* BEGIN *
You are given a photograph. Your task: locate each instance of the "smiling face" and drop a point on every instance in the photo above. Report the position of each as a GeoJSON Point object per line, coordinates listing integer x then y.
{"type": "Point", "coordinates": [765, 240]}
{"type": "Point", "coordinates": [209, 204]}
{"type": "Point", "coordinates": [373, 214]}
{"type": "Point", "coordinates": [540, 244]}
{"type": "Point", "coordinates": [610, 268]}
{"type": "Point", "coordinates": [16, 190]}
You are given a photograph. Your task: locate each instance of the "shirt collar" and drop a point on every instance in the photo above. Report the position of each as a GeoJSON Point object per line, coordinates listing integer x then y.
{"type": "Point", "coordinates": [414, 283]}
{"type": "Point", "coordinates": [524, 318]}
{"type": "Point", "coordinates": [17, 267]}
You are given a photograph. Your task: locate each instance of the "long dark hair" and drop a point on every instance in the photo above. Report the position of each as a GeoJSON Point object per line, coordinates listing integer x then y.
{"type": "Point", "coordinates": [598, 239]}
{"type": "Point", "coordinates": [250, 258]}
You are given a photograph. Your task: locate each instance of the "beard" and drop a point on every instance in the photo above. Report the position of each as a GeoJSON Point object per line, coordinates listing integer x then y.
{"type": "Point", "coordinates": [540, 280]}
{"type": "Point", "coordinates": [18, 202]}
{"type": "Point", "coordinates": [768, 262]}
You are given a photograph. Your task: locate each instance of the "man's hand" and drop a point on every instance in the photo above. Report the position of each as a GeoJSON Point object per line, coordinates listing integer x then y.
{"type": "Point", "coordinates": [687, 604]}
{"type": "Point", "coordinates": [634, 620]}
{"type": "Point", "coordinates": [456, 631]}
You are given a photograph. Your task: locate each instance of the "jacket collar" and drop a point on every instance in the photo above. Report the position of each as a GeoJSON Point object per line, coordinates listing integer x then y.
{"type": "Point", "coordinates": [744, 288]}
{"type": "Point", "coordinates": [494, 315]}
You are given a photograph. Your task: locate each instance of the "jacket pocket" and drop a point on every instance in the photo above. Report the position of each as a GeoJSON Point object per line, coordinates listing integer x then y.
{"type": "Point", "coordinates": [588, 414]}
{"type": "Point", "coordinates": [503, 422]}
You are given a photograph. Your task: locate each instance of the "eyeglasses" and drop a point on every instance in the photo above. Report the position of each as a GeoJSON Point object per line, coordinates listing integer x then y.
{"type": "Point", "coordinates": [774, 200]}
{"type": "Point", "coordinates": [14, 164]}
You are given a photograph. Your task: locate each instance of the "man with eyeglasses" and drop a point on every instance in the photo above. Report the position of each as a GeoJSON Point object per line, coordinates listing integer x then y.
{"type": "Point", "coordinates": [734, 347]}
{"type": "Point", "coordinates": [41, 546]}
* END *
List every line of the records that contains the string "collar". Case counts, so a line matches only if its letters agree in case with that string.

**Written reply:**
You are given a photograph. Your task: locate each instance of the "shirt collar" and drop a point on every instance in the photo above. Report the position of each as a GeoJSON Point object per line, coordinates listing integer x then y.
You are given a photograph. Your task: locate each instance of the "jacket collar" and drop a point on every instance in the photo above. Report the position of each as a GeoJSON Point object per line, coordinates listing integer x then y.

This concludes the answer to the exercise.